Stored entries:

- - - - -

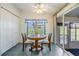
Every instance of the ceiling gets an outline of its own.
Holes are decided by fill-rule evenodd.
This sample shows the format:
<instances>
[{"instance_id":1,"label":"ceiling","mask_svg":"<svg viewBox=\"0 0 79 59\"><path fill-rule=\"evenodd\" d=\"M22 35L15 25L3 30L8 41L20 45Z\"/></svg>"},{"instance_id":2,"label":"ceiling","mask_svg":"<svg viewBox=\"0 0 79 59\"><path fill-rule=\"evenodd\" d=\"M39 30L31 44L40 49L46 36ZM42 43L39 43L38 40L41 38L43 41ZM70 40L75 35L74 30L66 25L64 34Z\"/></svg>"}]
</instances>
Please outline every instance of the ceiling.
<instances>
[{"instance_id":1,"label":"ceiling","mask_svg":"<svg viewBox=\"0 0 79 59\"><path fill-rule=\"evenodd\" d=\"M14 5L23 12L28 12L28 13L35 13L34 6L37 3L15 3ZM44 5L44 8L46 9L43 14L55 14L58 12L61 8L63 8L66 3L42 3Z\"/></svg>"},{"instance_id":2,"label":"ceiling","mask_svg":"<svg viewBox=\"0 0 79 59\"><path fill-rule=\"evenodd\" d=\"M79 7L67 13L66 16L79 17Z\"/></svg>"}]
</instances>

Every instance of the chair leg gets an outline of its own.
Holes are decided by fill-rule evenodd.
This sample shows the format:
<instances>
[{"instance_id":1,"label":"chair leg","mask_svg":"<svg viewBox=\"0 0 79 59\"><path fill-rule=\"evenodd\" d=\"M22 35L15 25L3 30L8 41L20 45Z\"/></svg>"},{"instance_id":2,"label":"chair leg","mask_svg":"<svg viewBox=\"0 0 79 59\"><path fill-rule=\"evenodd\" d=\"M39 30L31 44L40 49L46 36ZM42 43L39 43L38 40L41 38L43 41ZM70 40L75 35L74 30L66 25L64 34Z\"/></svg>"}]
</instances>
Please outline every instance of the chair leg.
<instances>
[{"instance_id":1,"label":"chair leg","mask_svg":"<svg viewBox=\"0 0 79 59\"><path fill-rule=\"evenodd\" d=\"M24 44L23 44L23 48L22 48L22 51L24 51Z\"/></svg>"},{"instance_id":2,"label":"chair leg","mask_svg":"<svg viewBox=\"0 0 79 59\"><path fill-rule=\"evenodd\" d=\"M34 43L31 43L31 49L30 49L30 51L32 51L32 46L34 45Z\"/></svg>"},{"instance_id":3,"label":"chair leg","mask_svg":"<svg viewBox=\"0 0 79 59\"><path fill-rule=\"evenodd\" d=\"M51 51L51 44L48 44L49 50Z\"/></svg>"},{"instance_id":4,"label":"chair leg","mask_svg":"<svg viewBox=\"0 0 79 59\"><path fill-rule=\"evenodd\" d=\"M43 44L41 43L41 50L43 49Z\"/></svg>"},{"instance_id":5,"label":"chair leg","mask_svg":"<svg viewBox=\"0 0 79 59\"><path fill-rule=\"evenodd\" d=\"M26 48L28 44L26 44L24 47Z\"/></svg>"}]
</instances>

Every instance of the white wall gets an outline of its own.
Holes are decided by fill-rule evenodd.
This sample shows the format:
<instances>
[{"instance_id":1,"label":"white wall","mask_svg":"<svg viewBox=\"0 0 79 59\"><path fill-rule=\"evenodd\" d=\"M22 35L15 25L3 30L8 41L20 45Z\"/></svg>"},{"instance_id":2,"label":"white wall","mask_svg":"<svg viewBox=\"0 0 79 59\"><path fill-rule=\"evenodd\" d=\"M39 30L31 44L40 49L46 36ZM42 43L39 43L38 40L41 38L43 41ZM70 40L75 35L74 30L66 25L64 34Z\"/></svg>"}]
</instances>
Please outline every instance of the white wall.
<instances>
[{"instance_id":1,"label":"white wall","mask_svg":"<svg viewBox=\"0 0 79 59\"><path fill-rule=\"evenodd\" d=\"M16 7L12 4L1 4L11 11L12 13L19 15ZM10 12L0 8L0 55L6 52L11 47L15 46L19 41L19 18Z\"/></svg>"},{"instance_id":2,"label":"white wall","mask_svg":"<svg viewBox=\"0 0 79 59\"><path fill-rule=\"evenodd\" d=\"M1 20L1 6L0 6L0 20ZM1 48L1 29L0 29L0 48ZM0 49L0 55L1 55L1 49Z\"/></svg>"}]
</instances>

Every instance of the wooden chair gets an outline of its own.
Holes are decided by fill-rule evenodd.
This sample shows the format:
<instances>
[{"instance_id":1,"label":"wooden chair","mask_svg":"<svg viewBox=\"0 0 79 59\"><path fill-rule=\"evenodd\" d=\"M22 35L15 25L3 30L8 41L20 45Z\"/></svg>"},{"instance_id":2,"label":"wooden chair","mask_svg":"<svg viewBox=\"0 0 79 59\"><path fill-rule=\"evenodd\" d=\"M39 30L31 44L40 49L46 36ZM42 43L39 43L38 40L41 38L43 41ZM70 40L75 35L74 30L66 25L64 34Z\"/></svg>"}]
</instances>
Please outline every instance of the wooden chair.
<instances>
[{"instance_id":1,"label":"wooden chair","mask_svg":"<svg viewBox=\"0 0 79 59\"><path fill-rule=\"evenodd\" d=\"M28 40L27 39L27 36L25 33L21 33L21 36L22 36L22 51L24 51L24 49L27 47L28 44L31 45L31 49L32 49L32 45L33 45L33 42L31 40Z\"/></svg>"},{"instance_id":2,"label":"wooden chair","mask_svg":"<svg viewBox=\"0 0 79 59\"><path fill-rule=\"evenodd\" d=\"M47 40L43 40L41 42L42 47L43 47L43 44L47 44L49 47L49 50L51 50L51 36L52 36L52 33L49 33Z\"/></svg>"}]
</instances>

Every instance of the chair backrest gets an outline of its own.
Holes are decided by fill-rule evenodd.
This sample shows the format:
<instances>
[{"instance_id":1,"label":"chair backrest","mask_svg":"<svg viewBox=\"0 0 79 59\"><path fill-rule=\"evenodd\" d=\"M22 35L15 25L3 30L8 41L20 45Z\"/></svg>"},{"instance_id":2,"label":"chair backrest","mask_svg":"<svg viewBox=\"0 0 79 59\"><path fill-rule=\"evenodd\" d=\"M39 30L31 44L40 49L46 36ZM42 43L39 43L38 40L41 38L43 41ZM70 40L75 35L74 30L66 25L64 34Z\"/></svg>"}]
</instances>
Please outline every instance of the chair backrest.
<instances>
[{"instance_id":1,"label":"chair backrest","mask_svg":"<svg viewBox=\"0 0 79 59\"><path fill-rule=\"evenodd\" d=\"M22 36L23 42L25 42L27 40L26 34L25 33L21 33L21 36Z\"/></svg>"},{"instance_id":2,"label":"chair backrest","mask_svg":"<svg viewBox=\"0 0 79 59\"><path fill-rule=\"evenodd\" d=\"M24 33L24 37L25 37L25 40L27 40L27 36L26 36L26 33Z\"/></svg>"},{"instance_id":3,"label":"chair backrest","mask_svg":"<svg viewBox=\"0 0 79 59\"><path fill-rule=\"evenodd\" d=\"M48 35L48 41L51 42L52 33L49 33Z\"/></svg>"}]
</instances>

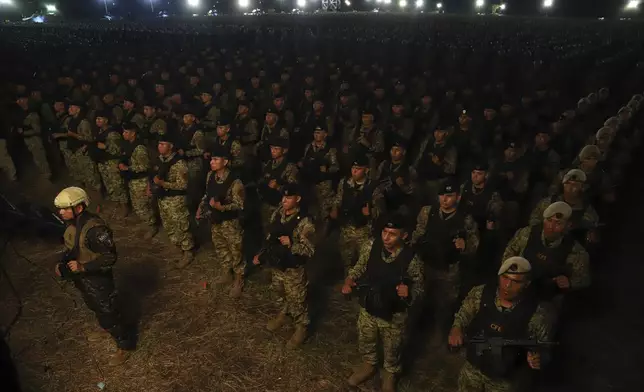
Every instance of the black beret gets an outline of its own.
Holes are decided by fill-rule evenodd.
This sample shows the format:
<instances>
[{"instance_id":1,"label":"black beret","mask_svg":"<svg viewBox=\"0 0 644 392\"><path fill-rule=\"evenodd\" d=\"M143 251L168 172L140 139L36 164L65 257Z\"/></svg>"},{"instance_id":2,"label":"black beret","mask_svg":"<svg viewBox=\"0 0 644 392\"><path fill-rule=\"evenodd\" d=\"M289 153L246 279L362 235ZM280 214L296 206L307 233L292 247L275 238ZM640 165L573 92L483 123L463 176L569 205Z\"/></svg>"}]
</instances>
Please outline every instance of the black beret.
<instances>
[{"instance_id":1,"label":"black beret","mask_svg":"<svg viewBox=\"0 0 644 392\"><path fill-rule=\"evenodd\" d=\"M106 118L108 120L112 119L112 113L109 110L97 110L96 113L94 114L95 118Z\"/></svg>"},{"instance_id":2,"label":"black beret","mask_svg":"<svg viewBox=\"0 0 644 392\"><path fill-rule=\"evenodd\" d=\"M489 168L490 168L490 165L484 160L476 162L472 166L472 170L477 170L477 171L488 171Z\"/></svg>"},{"instance_id":3,"label":"black beret","mask_svg":"<svg viewBox=\"0 0 644 392\"><path fill-rule=\"evenodd\" d=\"M124 122L123 125L121 126L123 127L124 131L134 131L134 132L139 131L139 127L133 122Z\"/></svg>"},{"instance_id":4,"label":"black beret","mask_svg":"<svg viewBox=\"0 0 644 392\"><path fill-rule=\"evenodd\" d=\"M400 147L400 148L404 148L406 150L407 145L408 145L407 139L405 139L402 136L397 136L396 138L394 138L394 142L393 142L392 147Z\"/></svg>"},{"instance_id":5,"label":"black beret","mask_svg":"<svg viewBox=\"0 0 644 392\"><path fill-rule=\"evenodd\" d=\"M440 189L438 190L438 194L445 195L448 193L459 193L459 191L460 189L455 181L447 180L441 185Z\"/></svg>"},{"instance_id":6,"label":"black beret","mask_svg":"<svg viewBox=\"0 0 644 392\"><path fill-rule=\"evenodd\" d=\"M85 102L79 100L79 99L70 99L68 101L69 106L78 106L79 108L84 108L85 107Z\"/></svg>"},{"instance_id":7,"label":"black beret","mask_svg":"<svg viewBox=\"0 0 644 392\"><path fill-rule=\"evenodd\" d=\"M228 116L220 116L217 119L217 126L225 127L227 125L230 125L230 118Z\"/></svg>"},{"instance_id":8,"label":"black beret","mask_svg":"<svg viewBox=\"0 0 644 392\"><path fill-rule=\"evenodd\" d=\"M275 147L282 147L282 148L288 148L288 139L275 136L270 138L268 141L269 146L275 146Z\"/></svg>"},{"instance_id":9,"label":"black beret","mask_svg":"<svg viewBox=\"0 0 644 392\"><path fill-rule=\"evenodd\" d=\"M404 229L405 228L405 218L400 214L391 214L385 220L385 229Z\"/></svg>"},{"instance_id":10,"label":"black beret","mask_svg":"<svg viewBox=\"0 0 644 392\"><path fill-rule=\"evenodd\" d=\"M286 183L282 186L283 196L300 196L300 190L297 184Z\"/></svg>"},{"instance_id":11,"label":"black beret","mask_svg":"<svg viewBox=\"0 0 644 392\"><path fill-rule=\"evenodd\" d=\"M247 108L250 108L250 102L242 99L237 101L237 106L246 106Z\"/></svg>"},{"instance_id":12,"label":"black beret","mask_svg":"<svg viewBox=\"0 0 644 392\"><path fill-rule=\"evenodd\" d=\"M230 150L226 147L215 145L210 151L210 156L212 158L224 158L230 160Z\"/></svg>"},{"instance_id":13,"label":"black beret","mask_svg":"<svg viewBox=\"0 0 644 392\"><path fill-rule=\"evenodd\" d=\"M364 154L357 154L353 158L352 166L369 167L369 157Z\"/></svg>"},{"instance_id":14,"label":"black beret","mask_svg":"<svg viewBox=\"0 0 644 392\"><path fill-rule=\"evenodd\" d=\"M172 143L172 144L174 144L174 138L168 132L164 133L163 135L159 135L157 140L158 140L159 143Z\"/></svg>"}]
</instances>

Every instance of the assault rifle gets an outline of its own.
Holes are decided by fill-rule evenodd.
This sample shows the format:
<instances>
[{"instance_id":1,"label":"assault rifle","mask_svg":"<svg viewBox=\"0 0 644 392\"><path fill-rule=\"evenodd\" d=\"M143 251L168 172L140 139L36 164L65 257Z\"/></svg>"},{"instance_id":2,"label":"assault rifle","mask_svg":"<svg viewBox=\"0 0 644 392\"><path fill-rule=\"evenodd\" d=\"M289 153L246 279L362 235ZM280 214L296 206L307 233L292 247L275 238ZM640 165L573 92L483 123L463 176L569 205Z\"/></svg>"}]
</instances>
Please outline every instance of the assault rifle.
<instances>
[{"instance_id":1,"label":"assault rifle","mask_svg":"<svg viewBox=\"0 0 644 392\"><path fill-rule=\"evenodd\" d=\"M475 347L476 355L481 356L490 351L494 356L501 356L504 347L519 347L529 351L542 351L555 347L559 342L542 341L538 339L506 339L502 337L473 337L465 340L465 344ZM458 347L450 347L458 349Z\"/></svg>"}]
</instances>

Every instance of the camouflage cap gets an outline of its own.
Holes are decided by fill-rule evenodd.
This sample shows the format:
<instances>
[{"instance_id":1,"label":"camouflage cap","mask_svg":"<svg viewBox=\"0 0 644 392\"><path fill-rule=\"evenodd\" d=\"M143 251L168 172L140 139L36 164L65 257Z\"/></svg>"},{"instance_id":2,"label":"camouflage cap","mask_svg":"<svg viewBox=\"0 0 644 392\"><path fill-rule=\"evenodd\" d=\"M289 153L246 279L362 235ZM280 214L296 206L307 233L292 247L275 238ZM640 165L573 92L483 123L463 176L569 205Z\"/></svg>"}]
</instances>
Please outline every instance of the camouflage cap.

- - - - -

— EXERCISE —
Identify the lines above with the word "gets". Copy them.

— TASK OUTPUT —
Every instance of the ceiling gets an outline of its own.
Every instance of the chair leg gets an outline of its own.
Every instance of the white wall gets an outline of its own.
Every instance of the wooden chair gets an outline of its own.
Every instance of the chair backrest gets an outline of its own.
Every instance of the black beret gets an outline of its own.
Every instance of the assault rifle gets an outline of its own.
Every instance of the camouflage cap gets an outline of its own.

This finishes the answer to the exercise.